The entries must be retyped exactly, down to the last line.

> Records from a collection
■ ■ ■ ■ ■ ■ ■

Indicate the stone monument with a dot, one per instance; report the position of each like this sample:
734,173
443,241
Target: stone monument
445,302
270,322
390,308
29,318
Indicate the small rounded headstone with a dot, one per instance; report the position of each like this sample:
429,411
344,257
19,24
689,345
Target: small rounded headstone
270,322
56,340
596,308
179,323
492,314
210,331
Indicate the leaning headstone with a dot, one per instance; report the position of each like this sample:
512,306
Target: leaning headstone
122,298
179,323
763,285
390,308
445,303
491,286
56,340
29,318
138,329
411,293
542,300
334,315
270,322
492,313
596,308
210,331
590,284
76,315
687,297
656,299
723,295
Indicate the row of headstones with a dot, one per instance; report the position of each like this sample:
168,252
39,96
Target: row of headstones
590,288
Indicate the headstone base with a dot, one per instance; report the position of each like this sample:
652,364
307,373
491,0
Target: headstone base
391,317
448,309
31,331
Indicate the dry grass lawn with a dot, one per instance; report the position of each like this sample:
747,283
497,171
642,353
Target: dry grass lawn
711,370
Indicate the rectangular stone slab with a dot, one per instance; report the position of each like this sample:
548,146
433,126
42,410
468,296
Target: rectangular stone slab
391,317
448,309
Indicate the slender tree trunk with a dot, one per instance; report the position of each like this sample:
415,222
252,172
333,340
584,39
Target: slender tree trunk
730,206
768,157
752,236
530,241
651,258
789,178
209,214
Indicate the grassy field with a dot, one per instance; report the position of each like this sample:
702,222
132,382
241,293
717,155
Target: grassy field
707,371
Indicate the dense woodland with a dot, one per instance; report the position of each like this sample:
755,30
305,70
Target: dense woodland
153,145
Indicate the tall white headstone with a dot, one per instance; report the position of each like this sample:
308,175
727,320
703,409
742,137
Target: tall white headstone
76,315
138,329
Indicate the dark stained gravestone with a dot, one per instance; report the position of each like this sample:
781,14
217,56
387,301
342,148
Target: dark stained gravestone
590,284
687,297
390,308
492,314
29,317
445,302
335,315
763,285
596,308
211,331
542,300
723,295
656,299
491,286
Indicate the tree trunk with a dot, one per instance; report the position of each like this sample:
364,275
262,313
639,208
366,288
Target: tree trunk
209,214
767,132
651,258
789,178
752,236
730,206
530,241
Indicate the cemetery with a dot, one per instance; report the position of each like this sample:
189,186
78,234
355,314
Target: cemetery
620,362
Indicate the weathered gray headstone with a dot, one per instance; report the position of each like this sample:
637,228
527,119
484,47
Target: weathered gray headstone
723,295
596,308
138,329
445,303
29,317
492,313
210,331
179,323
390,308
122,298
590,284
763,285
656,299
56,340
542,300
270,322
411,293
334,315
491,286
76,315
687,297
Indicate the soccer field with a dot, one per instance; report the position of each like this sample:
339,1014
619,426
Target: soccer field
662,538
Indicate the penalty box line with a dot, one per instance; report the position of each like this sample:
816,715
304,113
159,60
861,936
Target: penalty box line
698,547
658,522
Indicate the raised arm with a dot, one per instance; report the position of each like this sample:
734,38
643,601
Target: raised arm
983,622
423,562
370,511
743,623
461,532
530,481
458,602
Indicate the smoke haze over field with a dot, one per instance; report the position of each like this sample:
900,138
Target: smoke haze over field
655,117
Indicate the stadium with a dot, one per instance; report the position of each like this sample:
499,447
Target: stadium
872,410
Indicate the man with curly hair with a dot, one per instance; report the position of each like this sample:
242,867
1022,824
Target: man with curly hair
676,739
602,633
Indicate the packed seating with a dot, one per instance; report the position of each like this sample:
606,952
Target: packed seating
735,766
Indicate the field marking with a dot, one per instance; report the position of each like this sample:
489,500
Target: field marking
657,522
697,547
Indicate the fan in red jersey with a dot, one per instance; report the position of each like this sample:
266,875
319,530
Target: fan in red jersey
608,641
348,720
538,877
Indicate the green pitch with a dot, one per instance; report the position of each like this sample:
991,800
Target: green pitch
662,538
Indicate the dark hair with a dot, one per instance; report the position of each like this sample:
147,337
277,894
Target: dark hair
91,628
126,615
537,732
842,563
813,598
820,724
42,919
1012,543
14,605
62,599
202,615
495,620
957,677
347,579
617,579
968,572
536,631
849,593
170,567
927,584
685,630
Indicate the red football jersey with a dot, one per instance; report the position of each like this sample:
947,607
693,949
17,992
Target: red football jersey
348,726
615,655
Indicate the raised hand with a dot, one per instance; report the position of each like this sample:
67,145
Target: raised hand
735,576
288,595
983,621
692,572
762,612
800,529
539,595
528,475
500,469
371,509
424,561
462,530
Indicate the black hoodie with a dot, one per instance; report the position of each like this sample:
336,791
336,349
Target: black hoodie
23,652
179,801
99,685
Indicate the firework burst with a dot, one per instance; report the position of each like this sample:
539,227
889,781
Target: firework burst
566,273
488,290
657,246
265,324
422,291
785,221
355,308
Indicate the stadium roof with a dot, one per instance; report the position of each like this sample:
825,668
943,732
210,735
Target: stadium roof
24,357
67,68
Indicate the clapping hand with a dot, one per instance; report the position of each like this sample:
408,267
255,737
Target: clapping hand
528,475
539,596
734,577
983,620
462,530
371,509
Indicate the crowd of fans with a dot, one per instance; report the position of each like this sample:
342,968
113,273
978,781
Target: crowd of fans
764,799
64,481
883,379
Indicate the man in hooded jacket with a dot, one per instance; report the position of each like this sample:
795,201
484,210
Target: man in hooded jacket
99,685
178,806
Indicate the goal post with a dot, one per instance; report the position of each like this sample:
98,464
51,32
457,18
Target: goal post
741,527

■ ■ ■ ■ ■ ■ ■

> SOLUTION TO THIS TASK
Indicate the stone monument with a dot, one per instance; report the position of each like this sample:
734,173
443,241
Target: stone monument
445,302
270,322
390,308
29,318
Indicate the small rounded headstone with a dot, one per instance; report the position of each like this sample:
429,411
344,257
19,24
689,345
Target: small rounded headstone
270,322
56,340
596,308
179,323
492,314
210,331
Indicate the leaning headstone with a dot, one per instance; report the position of each like this sample:
512,306
Target: leaning headstone
122,298
179,323
763,285
390,308
445,303
491,286
56,340
29,318
138,329
411,293
542,300
334,315
270,322
492,313
596,308
210,331
590,284
76,315
687,297
656,299
723,295
Indicate the row of headstones with a dot, one per instance; report the position of each like this sample:
168,252
39,96
Target: row of headstones
590,288
Indicate the headstone base with a dot, one per instance; report the position of each like this sample:
652,364
307,373
491,0
Target: headstone base
391,317
448,309
31,331
Indicate the dry grass lawn with a dot, one per instance; report the position of each like this sample:
747,283
497,171
642,353
Target: dry grass lawn
711,370
Indicate the rectangular stone slab with a dot, one per instance; report the position of each like this sample:
548,146
433,126
42,410
468,296
Target: rectangular stone slab
391,317
448,309
Indicate the slender tree trunk with a dot, one per instance; report the position of each like this sample:
415,222
252,172
333,340
584,39
Target: slender tree trunk
730,206
768,157
752,236
530,241
651,258
789,178
209,214
Indicate the grassy field with a dot, one per instance; report the position of each like this sample:
702,222
132,382
241,293
717,155
Target: grassy field
707,371
Indicate the dense woodland with a dot, one per instance; report the position of each like this sample:
755,30
305,70
Target: dense woodland
153,145
Indicate the tall white headstone with a dot, one per instance; report the position of each like this sample:
308,175
727,320
703,409
742,137
Target: tall white headstone
76,315
138,329
Indicate the dark stained gravestone with a dot, one per instance; report the position of each like this sample:
781,14
217,56
387,301
342,148
Target: dark stained gravestone
590,284
687,297
390,308
492,314
29,317
445,302
335,315
763,285
596,308
211,331
542,300
723,295
656,299
491,286
Indicate the tree trunk with a dot, one per instance; report the position of each like this sample:
364,275
262,313
639,208
366,288
Target: tree trunk
209,214
767,132
651,258
789,178
752,236
730,206
530,241
Indicate the cemetery with a dot, one per instance; report the position of each like this sample:
189,186
78,234
355,314
Target: cemetery
620,362
Indicate the weathered gray headstone with a dot, one per instance; report the position of each like this sample:
637,228
527,119
484,47
Target: weathered gray headstone
723,295
596,308
138,329
445,303
29,317
492,313
210,331
179,323
390,308
122,298
590,284
763,285
656,299
56,340
542,300
270,322
411,293
334,315
491,286
76,315
687,297
Indicate the soccer field with a dot, one per instance; report the position of each like this sample:
339,1014
619,426
Target: soccer field
662,538
Indicate the penalty box line with a dot, one per instance; report the position of each like this sample:
816,715
304,113
159,60
861,936
Target: penalty box line
698,547
658,522
Indicate the raised arm with a dot, one per instance; report the position of each like this sample:
734,38
643,601
Target: raised arm
983,622
423,562
370,511
743,623
461,532
530,481
458,602
Indicate the smoke haze over field with a dot, one per instance; report the position of each like this sample:
900,138
Target: smoke haze over field
655,117
Indicate the stadium with a dot, one per instance; report the position of each like this sample:
499,447
Target: stadium
872,410
Indicate the man with curly hair with a dot, one per instance; report the position of each like this sample:
242,867
1022,824
Target: man with curly hair
676,739
602,633
Indicate the packed seating with a dot, one per instance; report the position of each like this sample:
606,952
Target: packed seating
735,766
Indicate the field marking with a dot, one per instance; report the position of each like this sample:
489,500
Target: field marking
657,522
697,547
Indicate the fan in red jersey with a dot, one per instance; report the position of each like this sample:
266,875
319,530
Target: fan in red jersey
608,641
348,720
538,877
Indicate the green pitch with a dot, one per instance; report the position of each like this sample:
991,800
Target: green pitch
662,538
Indicate the dark hair with a dot, one per instance; report the position of each like this sample:
147,337
277,894
Target: dark hair
91,628
126,615
537,732
842,563
813,598
820,724
42,919
1012,543
14,605
62,599
202,615
495,620
957,677
347,579
617,579
968,572
536,631
849,593
170,567
927,584
685,630
Indicate the red football jersey with a dot, one per instance; report the position of each like this sample:
947,607
693,949
17,992
Target: red football jersey
348,726
615,655
Indicate the raised hand with a dot, one per instance; report the position of each like this sample:
67,145
Target: raised hand
735,576
288,595
983,621
692,572
762,612
800,529
539,595
528,475
500,469
371,509
424,561
462,530
Indicate the black hoodie with a dot, one per instance; report the position of each like this sample:
336,791
336,349
Target: black hoodie
23,652
179,801
99,685
Indicate the firework burst with a dot, one per instance; report the position of each like this sample:
539,227
889,781
Target: firework burst
566,273
488,290
657,246
265,324
422,291
785,221
355,308
Indicate the stadium roof with a dot, one per instance; report the position of each like this sample:
825,668
943,732
210,735
Target: stadium roof
24,357
67,68
Indicate the clapping hand with a dot, one per instance; report the position of each like this sample:
408,267
255,737
Target: clapping hand
528,475
539,596
734,577
983,620
462,530
371,509
Indicate the crowd of fans with a dot, one per instance; report the position of each like this sample:
342,968
113,273
978,781
Target: crowd of fans
764,799
64,481
883,379
Indicate the man in hooded jacket with a dot, one per instance; report the position of each like this sample:
795,201
484,210
Target: man in hooded jacket
99,685
178,806
Indicate the goal post with a dot, one per instance; report the position of each like this sample:
98,464
51,32
457,18
Target: goal post
741,527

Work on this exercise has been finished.